→ TASK DIRECTIONS
Transcribe the passage about the black hole in the dwarf galaxy Mrk 462 word for word.

═════ EXCERPTED TEXT ═════

The discovery of a supermassive black hole
in a relatively small galaxy could help astronomers unravel the mystery
surrounding how the very biggest black holes grow.
Researchers used NASA’s Chandra X-ray Observatory to
identify a black hole containing about 200,000 times the mass of the Sun buried
in gas and dust in the galaxy Mrk 462.
Mrk 462 contains only several hundred million stars,
making it a dwarf galaxy. By contrast, our Milky Way is home to a few hundred
billion stars. This is one of the first times that a heavily buried, or
“obscured,” supermassive black hole has been found in a dwarf galaxy.
“This black hole in Mrk 462 is among the smallest of
the supermassive, or monster, black holes,” said Jack Parker of Dartmouth
College in New Hampshire, who led the study with colleague Ryan Hickox, also
from Dartmouth. “Black holes like this are notoriously hard to find.”

═════ MATERIAL PROVIDED ═════

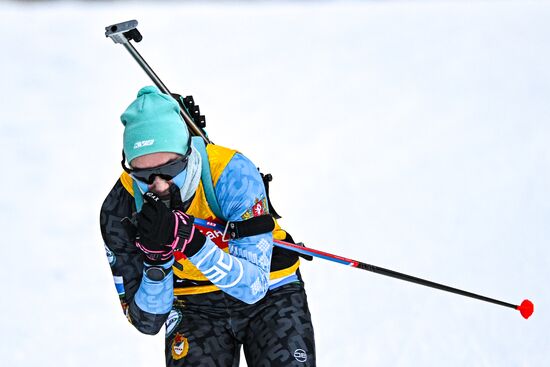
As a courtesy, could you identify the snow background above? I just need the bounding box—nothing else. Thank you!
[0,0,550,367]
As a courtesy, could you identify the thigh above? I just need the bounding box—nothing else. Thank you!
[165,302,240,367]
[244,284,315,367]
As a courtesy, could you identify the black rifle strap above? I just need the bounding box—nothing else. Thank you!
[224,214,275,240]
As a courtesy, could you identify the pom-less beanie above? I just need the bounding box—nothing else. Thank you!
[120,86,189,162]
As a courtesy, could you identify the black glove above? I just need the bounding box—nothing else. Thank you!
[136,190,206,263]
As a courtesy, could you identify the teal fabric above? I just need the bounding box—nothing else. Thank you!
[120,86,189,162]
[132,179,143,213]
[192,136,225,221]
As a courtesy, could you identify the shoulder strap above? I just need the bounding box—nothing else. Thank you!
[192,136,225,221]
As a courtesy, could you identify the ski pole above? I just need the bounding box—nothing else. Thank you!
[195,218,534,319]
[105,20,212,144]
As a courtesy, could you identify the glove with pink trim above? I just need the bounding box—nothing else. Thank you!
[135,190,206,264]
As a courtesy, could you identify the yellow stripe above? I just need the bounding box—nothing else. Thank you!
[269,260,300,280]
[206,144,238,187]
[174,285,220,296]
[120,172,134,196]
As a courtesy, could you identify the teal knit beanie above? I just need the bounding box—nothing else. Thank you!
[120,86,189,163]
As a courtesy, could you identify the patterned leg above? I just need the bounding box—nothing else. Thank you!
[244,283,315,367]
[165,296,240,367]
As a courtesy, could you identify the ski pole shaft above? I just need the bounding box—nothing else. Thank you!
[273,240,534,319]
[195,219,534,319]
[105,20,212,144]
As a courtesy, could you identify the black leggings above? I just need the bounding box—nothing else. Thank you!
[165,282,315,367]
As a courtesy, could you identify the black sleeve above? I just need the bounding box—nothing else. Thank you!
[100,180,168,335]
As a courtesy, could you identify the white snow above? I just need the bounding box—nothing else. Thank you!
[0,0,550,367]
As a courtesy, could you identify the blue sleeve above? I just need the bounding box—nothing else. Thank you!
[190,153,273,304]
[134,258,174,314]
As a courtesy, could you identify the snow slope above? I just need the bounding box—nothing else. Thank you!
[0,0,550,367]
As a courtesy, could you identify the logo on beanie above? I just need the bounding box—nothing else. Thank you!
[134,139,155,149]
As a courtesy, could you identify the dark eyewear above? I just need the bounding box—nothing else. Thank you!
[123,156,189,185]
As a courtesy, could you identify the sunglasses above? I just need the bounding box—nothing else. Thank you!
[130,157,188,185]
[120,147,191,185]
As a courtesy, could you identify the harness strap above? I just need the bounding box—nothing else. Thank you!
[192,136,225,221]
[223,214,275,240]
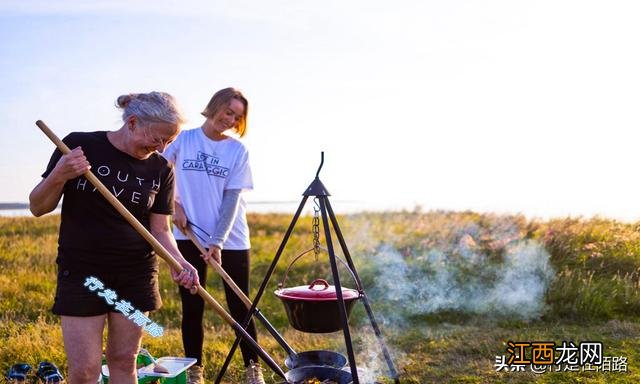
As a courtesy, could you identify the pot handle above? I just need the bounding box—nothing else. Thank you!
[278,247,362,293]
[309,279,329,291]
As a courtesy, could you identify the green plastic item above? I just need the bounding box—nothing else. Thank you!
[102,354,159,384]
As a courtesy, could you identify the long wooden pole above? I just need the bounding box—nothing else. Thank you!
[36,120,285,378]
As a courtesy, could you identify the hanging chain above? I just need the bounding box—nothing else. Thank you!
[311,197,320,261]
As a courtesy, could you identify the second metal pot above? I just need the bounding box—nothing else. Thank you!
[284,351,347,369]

═════

→ COMPLETE ANSWER
The discovery of a supermassive black hole
in a relatively small galaxy could help astronomers unravel the mystery
surrounding how the very biggest black holes grow.
Researchers used NASA’s Chandra X-ray Observatory to
identify a black hole containing about 200,000 times the mass of the Sun buried
in gas and dust in the galaxy Mrk 462.
Mrk 462 contains only several hundred million stars,
making it a dwarf galaxy. By contrast, our Milky Way is home to a few hundred
billion stars. This is one of the first times that a heavily buried, or
“obscured,” supermassive black hole has been found in a dwarf galaxy.
“This black hole in Mrk 462 is among the smallest of
the supermassive, or monster, black holes,” said Jack Parker of Dartmouth
College in New Hampshire, who led the study with colleague Ryan Hickox, also
from Dartmouth. “Black holes like this are notoriously hard to find.”